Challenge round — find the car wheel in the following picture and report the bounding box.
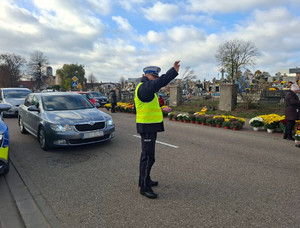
[3,159,10,175]
[38,126,49,150]
[19,117,27,134]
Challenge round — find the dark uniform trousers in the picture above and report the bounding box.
[284,120,295,139]
[139,132,157,191]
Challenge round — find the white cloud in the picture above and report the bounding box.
[142,2,179,22]
[85,0,112,15]
[119,0,145,11]
[112,16,132,31]
[187,0,299,14]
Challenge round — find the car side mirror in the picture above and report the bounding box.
[28,105,40,112]
[0,104,11,112]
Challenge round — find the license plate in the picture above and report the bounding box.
[82,131,104,139]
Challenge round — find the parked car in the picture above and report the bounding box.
[90,91,109,107]
[74,92,97,105]
[0,104,10,174]
[18,92,115,150]
[0,88,32,116]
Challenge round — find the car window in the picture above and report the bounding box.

练习题目
请把以上全部数据重新写出，将其中的“Challenge round”替换为“Practice round”，其余内容一律不变，答案中不要放入图片。

回答内容
Practice round — find the car wheel in the following picture and report the bounding box.
[3,159,10,175]
[38,126,49,150]
[19,117,27,134]
Practice round — find the dark uniform trousers in the picture above and report the bounding box.
[284,120,295,139]
[139,132,157,191]
Practice round — find the white cloud in the picture above and report the bounding box.
[142,2,179,22]
[85,0,112,15]
[119,0,145,11]
[112,16,132,31]
[187,0,299,14]
Practice round — find the car side mirror in the picture above and report the bounding box.
[28,105,40,112]
[0,104,11,112]
Practice round — find the license plate in the picture above and report the bounding box.
[82,131,104,139]
Practice round — find the parked car in the picture above and report the bounding box.
[90,91,109,107]
[74,92,97,105]
[0,104,10,174]
[18,92,115,150]
[0,88,32,116]
Practice round — find the car window in the picture above and report the bounding box.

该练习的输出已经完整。